<<<<

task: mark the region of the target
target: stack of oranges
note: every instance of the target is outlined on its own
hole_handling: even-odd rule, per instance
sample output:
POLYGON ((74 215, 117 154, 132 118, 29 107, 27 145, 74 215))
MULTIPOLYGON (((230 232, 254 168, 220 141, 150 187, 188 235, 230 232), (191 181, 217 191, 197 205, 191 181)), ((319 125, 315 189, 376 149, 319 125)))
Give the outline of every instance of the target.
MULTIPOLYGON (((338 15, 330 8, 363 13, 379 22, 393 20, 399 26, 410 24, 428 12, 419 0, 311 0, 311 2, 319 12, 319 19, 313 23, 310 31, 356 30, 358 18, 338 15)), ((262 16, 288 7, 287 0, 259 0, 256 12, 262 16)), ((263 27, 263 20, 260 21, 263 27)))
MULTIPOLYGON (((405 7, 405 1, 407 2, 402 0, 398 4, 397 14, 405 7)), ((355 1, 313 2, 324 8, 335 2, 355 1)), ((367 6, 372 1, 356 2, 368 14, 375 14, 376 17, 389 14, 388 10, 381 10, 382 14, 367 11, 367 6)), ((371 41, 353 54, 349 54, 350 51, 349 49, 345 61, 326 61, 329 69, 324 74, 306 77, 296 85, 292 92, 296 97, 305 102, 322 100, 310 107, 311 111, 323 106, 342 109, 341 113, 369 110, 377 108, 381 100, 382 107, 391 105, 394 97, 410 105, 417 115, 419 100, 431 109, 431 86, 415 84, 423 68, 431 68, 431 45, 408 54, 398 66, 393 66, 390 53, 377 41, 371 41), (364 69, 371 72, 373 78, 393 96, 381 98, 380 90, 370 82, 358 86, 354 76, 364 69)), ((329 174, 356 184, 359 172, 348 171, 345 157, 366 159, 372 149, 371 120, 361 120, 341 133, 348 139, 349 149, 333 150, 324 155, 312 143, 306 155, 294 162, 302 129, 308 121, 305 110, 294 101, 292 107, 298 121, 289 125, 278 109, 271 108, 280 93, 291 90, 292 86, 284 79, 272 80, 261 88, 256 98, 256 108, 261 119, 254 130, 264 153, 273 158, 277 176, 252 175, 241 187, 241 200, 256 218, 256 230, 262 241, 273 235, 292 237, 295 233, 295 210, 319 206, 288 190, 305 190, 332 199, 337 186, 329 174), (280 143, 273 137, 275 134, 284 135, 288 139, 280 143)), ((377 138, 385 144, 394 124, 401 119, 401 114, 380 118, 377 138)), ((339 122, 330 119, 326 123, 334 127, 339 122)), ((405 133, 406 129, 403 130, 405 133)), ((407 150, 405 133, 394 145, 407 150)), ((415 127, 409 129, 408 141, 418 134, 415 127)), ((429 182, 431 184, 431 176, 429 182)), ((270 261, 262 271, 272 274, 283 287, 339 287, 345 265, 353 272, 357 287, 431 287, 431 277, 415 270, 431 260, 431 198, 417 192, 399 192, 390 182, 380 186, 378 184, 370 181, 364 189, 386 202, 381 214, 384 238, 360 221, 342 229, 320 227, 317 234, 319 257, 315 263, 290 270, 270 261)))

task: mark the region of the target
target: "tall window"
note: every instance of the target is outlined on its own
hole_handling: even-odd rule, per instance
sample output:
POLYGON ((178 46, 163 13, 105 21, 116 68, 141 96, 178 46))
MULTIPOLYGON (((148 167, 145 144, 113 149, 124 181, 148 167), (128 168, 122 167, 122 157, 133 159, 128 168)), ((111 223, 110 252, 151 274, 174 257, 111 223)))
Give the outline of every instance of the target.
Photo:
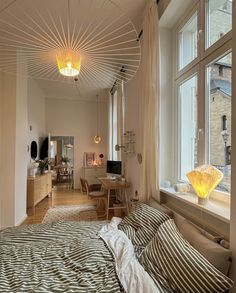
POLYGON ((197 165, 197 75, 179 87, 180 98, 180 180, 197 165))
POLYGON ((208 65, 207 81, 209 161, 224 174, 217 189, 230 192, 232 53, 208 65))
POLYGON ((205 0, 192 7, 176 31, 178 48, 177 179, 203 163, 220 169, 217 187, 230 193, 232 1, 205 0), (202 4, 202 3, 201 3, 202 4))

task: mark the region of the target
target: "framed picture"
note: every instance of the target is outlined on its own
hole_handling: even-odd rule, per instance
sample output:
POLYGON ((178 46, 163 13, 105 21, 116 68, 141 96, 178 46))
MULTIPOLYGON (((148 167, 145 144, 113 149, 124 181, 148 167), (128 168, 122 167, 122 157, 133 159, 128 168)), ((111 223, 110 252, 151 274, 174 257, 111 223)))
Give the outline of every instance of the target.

>>>>

Task. Reproduce the material starting at its beginning and ending at the line containing "MULTIPOLYGON (((338 15, 330", with "oranges" changed to "lemons" and everything else left as it is.

Written solution.
task: mark the region of the target
target: stack of lemons
note: every instance of the target is outlined on its own
hole_handling: even-odd rule, per instance
sample output:
POLYGON ((74 215, 117 154, 132 118, 29 107, 27 145, 74 215))
MULTIPOLYGON (((230 232, 254 168, 220 141, 150 187, 188 235, 230 232), (191 181, 217 191, 197 205, 191 181)), ((319 125, 315 189, 376 149, 319 125)))
Give the outline of every instance of the target.
MULTIPOLYGON (((338 15, 330 8, 363 13, 379 22, 393 20, 399 26, 410 24, 428 12, 419 0, 311 0, 311 2, 319 12, 319 19, 313 23, 310 31, 356 30, 358 18, 338 15)), ((262 16, 288 7, 287 0, 259 0, 256 12, 262 16)), ((263 27, 263 20, 260 21, 263 27)))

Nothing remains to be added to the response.